> Written task:
Copy the entries word for word, starting at the line that contains "Draw the outline of every instance of the brown" and ending after the line that contains "Please outline every instance of the brown". Leave the pictures out of your copy.

---------------

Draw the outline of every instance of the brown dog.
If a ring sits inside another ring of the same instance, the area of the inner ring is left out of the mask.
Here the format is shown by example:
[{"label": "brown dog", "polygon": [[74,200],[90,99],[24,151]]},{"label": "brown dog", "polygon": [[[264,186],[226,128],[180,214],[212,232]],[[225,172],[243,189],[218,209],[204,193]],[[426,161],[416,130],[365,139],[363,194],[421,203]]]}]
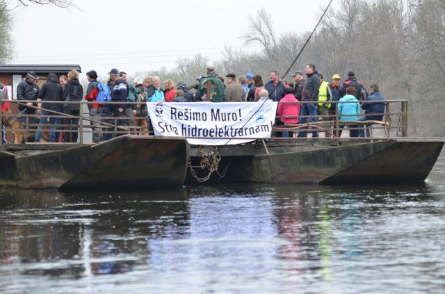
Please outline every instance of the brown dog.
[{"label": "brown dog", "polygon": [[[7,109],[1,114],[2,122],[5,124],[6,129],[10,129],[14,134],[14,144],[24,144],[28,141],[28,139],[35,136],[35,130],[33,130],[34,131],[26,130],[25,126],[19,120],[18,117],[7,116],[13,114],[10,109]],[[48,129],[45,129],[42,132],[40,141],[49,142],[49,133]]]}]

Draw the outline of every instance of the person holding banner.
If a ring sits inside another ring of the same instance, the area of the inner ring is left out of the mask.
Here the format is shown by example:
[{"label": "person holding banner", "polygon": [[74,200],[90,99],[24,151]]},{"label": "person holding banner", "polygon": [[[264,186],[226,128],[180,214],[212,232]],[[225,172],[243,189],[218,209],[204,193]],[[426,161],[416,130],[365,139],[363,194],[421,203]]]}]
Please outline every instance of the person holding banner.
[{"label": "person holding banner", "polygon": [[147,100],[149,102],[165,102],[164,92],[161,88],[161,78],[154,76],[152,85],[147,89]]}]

---------------

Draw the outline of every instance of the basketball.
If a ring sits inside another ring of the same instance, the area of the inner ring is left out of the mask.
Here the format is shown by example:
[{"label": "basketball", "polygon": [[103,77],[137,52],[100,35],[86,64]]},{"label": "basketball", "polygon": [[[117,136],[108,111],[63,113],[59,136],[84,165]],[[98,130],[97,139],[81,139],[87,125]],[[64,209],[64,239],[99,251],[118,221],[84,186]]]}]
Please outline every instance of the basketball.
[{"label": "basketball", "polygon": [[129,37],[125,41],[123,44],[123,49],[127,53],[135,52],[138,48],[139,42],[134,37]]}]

---------------

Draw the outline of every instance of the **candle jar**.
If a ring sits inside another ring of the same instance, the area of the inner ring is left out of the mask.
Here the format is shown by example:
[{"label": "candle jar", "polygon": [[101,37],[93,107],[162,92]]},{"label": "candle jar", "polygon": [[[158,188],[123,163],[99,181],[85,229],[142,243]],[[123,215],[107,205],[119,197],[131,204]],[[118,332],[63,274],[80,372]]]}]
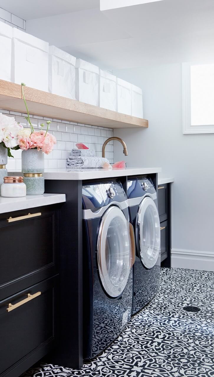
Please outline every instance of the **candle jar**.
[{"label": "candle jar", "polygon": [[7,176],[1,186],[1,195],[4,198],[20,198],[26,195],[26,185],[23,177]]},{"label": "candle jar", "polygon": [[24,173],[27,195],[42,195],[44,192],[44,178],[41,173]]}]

---------------

> Full response:
Draw the outline of every instance of the brown dog.
If a ring sits inside another ring of the same instance, the area of the inner ring is left out of the mask.
Here the format is shown by example:
[{"label": "brown dog", "polygon": [[74,200],[90,99],[24,151]]},{"label": "brown dog", "polygon": [[[264,186],[226,128],[180,214],[212,232]],[[225,172],[243,189],[218,209],[204,193]],[[426,161],[416,130],[365,139],[363,194],[421,203]]]}]
Please outline every instance of the brown dog.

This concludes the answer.